**Source excerpt**
## start

Overview
The National Competitiveness Center is the institutional catalyst for the regulatory and business environment reforms that underpin Vision 2030’s economic ambitions. Established under the Council of Economic and Development Affairs (CEDA) and reporting directly to the Crown Prince’s office, the NCC carries a mandate that is deceptively simple in articulation but profoundly challenging in execution: make Saudi Arabia one of the most competitive and business-friendly economies in the world.
Since its establishment, the NCC has driven the implementation of over 900 regulatory reforms across government entities, a pace and breadth of reform that is exceptional by international standards. These reforms have produced measurable improvements in the speed, cost, and predictability of doing business in the Kingdom, from the time required to register a company and the procedures needed to obtain construction permits to the efficiency of customs clearance and the enforceability of commercial contracts.
The NCC’s institutional positioning is a key factor in its effectiveness. By reporting to CEDA rather than to a line ministry, the centre operates with a cross-government authority that enables it to compel regulatory changes across entities that would otherwise resist reform. This structural advantage, combined with the political backing of the Crown Prince’s office, gives the NCC a reform mandate that few analogous bodies in other countries possess.
The Reform Methodology
The NCC’s approach to regulatory reform combines international benchmarking, stakeholder consultation, and data-driven performance measurement in a systematic methodology that has become increasingly sophisticated since the centre’s establishment.
International Benchmarking
The NCC systematically benchmarks Saudi Arabia’s regulatory performance against leading economies, identifying specific procedures, requirements, and timelines where the Kingdom lags international best practice. The former World Bank Doing Business rankings provided a primary benchmarking framework, and the NCC’s reform programme was explicitly designed to address the specific indicators measured by that assessment. Saudi Arabia’s dramatic improvement in the rankings, rising from 94th to 62nd place before the index was discontinued, reflected the targeted nature of the reform effort.
With the Doing Business index discontinued, the NCC has expanded its benchmarking to incorporate a broader range of international competitiveness assessments, including the World Economic Forum’s Global Competitiveness Index and the IMD World Competitiveness Yearbook. The centre also conducts bespoke benchmarking exercises that compare specific Saudi regulatory processes against those in competing investment destinations such as the UAE, Singapore, and New Zealand.
Regulatory Impact Assessment
The NCC has introduced regulatory impact assessment (RIA) as a discipline within Saudi government, requiring that new regulations be evaluated for their potential impact on business activity, compliance costs, and economic competitiveness before being enacted. This preventative approach complements the centre’s remedial work on existing regulations and aims to prevent the accumulation of new regulatory burdens that offset the gains from past reform.
Key Reform Achievements
The NCC’s reform portfolio spans virtually every dimension of the business environment, with particularly notable achievements in several areas.
Business Registration and Licensing
The time and procedures required to start a business in Saudi Arabia have been dramatically reduced. The Ministry of Commerce’s online business registration system, developed in coordination with the NCC, enables company formation in a matter of hours rather than the days or weeks previously required. Licensing requirements across sectors have been cut by more than 50 percent, reducing both the administrative burden on businesses and the compliance monitoring load on government entities.

## end

**Tasks to carry out**
a. From the text on the National Competitiveness Center, return the passage starting at "The Reform Methodology" and ending at "the centre’s establishment.".
b. According to the text on the National Competitiveness Center, what place had Saudi Arabia reached in the World Bank Doing Business rankings when the index was discontinued?

**Collected data**
## start

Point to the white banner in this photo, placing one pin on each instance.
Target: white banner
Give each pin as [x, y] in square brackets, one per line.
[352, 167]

## end

**Responses**
a.
The Reform Methodology
The NCC’s approach to regulatory reform combines international benchmarking, stakeholder consultation, and data-driven performance measurement in a systematic methodology that has become increasingly sophisticated since the centre’s establishment.

b. 62nd place